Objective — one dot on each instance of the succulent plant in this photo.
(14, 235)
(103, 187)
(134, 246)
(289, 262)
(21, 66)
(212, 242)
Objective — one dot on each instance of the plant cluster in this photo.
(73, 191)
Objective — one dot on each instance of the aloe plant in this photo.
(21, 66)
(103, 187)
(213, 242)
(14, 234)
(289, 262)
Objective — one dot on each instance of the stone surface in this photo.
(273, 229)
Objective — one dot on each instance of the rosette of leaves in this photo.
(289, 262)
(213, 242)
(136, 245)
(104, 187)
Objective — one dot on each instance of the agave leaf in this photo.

::::::::::

- [YOUR OBJECTIVE]:
Rewrite all of the entries above, putting "Goal" in place of each occurrence of "Objective" and leaving everything else unchanged.

- [TASK OUTPUT]:
Goal — one dot on each instance of the succulent plant in this photo.
(14, 235)
(103, 187)
(134, 246)
(289, 262)
(21, 66)
(212, 242)
Goal — one dot on each instance of the plant cluster in this photo.
(73, 191)
Goal — one dot on each instance of the aloe plant in this photo.
(21, 66)
(103, 187)
(213, 242)
(14, 234)
(289, 262)
Goal — one dot on each instance of the stone surface in this photo.
(273, 229)
Goal — one dot on each instance of the rosette of leaves in this photo.
(289, 262)
(213, 242)
(136, 245)
(104, 187)
Goal — one dot on each instance of the agave leaf in this photo.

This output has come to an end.